What to work on.
**A)** Copy the article on Fortis stock word for word, from "Fortis (TSX:FTS) is" to "and total returns.".
**B)** According to the article on Fortis stock, what price did Fortis trade at last spring?

Excerpted text.
++++++

Fortis (TSX:FTS) is down nearly 15% from the 2022 high. Investors who missed the rally after the 2020 crash are wondering if Fortis stock is now undervalued again and good to buy for a self-directed Tax-Free Savings Account (TFSA) or Registered Retirement Savings Plan (RRSP) focused on dividends and total returns.
Fortis stock price
Fortis trades near $52 at the time of writing compared to $62 last spring.
The dip is primarily due to rising interest rates in Canada and the United States. As rates increase, debt costs go up, and this can have a negative impact on profits. Income investors might also have exited the stock in favour of Guaranteed Investment Certificates (GICs) that briefly saw rates offered as high as 6% last year.
The latest dip in the share price is due to investor concerns that strong labour markets and persistent inflation will force the Bank of Canada and the U.S. Federal Reserve to keep interest rates elevated for longer than previously expected. This could trigger a deep recession if debt strains on households cause spending to fall off a cliff.
Economists broadly expect the economy to go see a soft landing as inflation gradually declines and the central banks ease up on rates. The next few months, however, will likely be a bit turbulent until there is more clarity on when the central banks might begin to cut rates.

++++++

Supplied material.
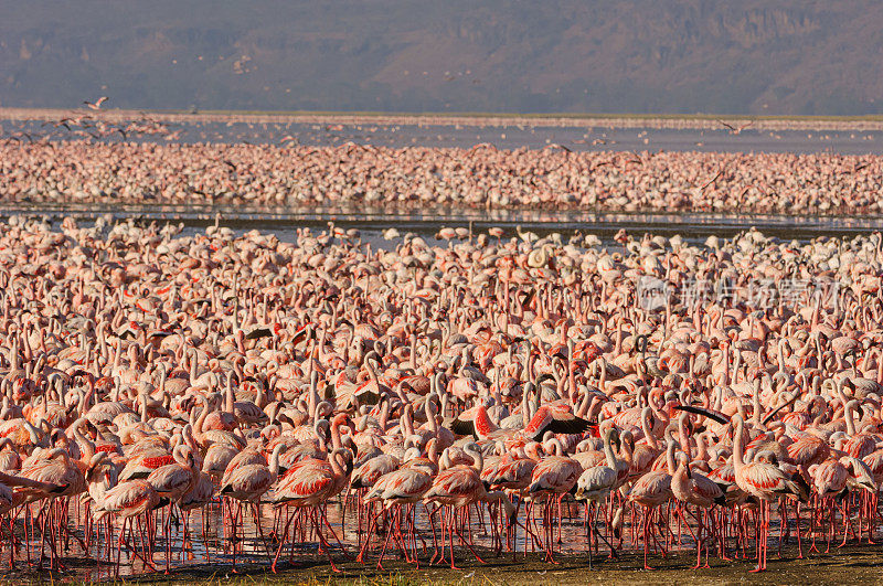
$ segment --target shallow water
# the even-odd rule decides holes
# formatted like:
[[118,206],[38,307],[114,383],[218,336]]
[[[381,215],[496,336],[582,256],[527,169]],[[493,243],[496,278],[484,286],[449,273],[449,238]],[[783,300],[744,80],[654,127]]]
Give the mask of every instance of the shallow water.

++++++

Solutions by task.
**A)**
Fortis (TSX:FTS) is down nearly 15% from the 2022 high. Investors who missed the rally after the 2020 crash are wondering if Fortis stock is now undervalued again and good to buy for a self-directed Tax-Free Savings Account (TFSA) or Registered Retirement Savings Plan (RRSP) focused on dividends and total returns.

**B)** $62